Return the lines of the data below exactly. Start at the first and end with the line containing "target | green leaf".

────────────────

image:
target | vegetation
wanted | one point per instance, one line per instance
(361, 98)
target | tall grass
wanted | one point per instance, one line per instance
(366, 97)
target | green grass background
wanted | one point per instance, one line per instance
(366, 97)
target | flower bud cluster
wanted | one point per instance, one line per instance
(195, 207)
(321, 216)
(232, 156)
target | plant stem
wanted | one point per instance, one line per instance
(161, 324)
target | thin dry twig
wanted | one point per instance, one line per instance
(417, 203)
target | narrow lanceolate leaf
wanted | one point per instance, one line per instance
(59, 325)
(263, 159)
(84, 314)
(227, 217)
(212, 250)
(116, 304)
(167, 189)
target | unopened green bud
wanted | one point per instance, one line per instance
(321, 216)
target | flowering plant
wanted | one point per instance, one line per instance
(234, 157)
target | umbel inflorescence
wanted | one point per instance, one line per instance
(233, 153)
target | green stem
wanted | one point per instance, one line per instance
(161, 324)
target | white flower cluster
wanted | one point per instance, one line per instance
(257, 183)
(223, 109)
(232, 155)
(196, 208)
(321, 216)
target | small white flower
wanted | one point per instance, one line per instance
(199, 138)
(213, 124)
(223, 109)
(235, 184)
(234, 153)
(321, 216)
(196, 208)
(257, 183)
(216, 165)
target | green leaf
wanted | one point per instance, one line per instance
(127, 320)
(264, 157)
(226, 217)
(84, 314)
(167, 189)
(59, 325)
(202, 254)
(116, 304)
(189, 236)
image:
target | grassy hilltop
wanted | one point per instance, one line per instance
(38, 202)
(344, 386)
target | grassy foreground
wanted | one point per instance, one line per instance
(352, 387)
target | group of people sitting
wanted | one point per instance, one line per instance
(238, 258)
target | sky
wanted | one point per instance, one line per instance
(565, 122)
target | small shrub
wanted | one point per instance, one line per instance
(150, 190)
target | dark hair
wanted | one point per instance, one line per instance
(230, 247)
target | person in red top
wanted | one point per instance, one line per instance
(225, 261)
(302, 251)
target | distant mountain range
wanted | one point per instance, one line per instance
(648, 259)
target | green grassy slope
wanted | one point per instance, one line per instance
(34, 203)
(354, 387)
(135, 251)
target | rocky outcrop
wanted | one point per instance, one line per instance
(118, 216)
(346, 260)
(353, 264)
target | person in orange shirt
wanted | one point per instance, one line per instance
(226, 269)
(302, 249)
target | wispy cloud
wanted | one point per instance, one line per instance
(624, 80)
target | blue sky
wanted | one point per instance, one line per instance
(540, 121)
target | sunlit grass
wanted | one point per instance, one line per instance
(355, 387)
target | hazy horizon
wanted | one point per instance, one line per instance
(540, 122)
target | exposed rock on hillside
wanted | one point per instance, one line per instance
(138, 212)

────────────────

- **Result of this exercise**:
image:
target | vegetation
wanted | one point per instance, one line per instance
(361, 98)
target | tall grass
wanted | one point per instance, one line per instance
(366, 97)
target | green grass background
wanted | one point per instance, one line per instance
(366, 97)
target | flower bud cluster
wanted | one point per instance, one line per instance
(195, 207)
(321, 216)
(232, 156)
target | plant stem
wanted | one point per instance, one line per instance
(161, 324)
target | thin dry twig
wanted | one point per instance, one line per instance
(417, 203)
target | narrow lanceolate leaf
wanted | one point per instance, one line per instance
(59, 325)
(263, 159)
(84, 314)
(227, 217)
(212, 250)
(116, 304)
(167, 189)
target | unopened green bud
wanted | one point per instance, one line per instance
(321, 216)
target | flowering plant
wanted | one point per instance, one line per instance
(234, 157)
target | umbel inflorescence
wanted | one point per instance, one line per instance
(233, 153)
target | green stem
wanted | one point per instance, one line per instance
(161, 324)
target | white flower cluster
wanted | one point per instance, one line per instance
(257, 183)
(223, 109)
(232, 155)
(196, 208)
(321, 216)
target | small white flower
wanted | one point per instance, one line per instance
(199, 138)
(213, 124)
(223, 109)
(235, 184)
(234, 153)
(321, 216)
(196, 208)
(257, 183)
(216, 165)
target | green leaf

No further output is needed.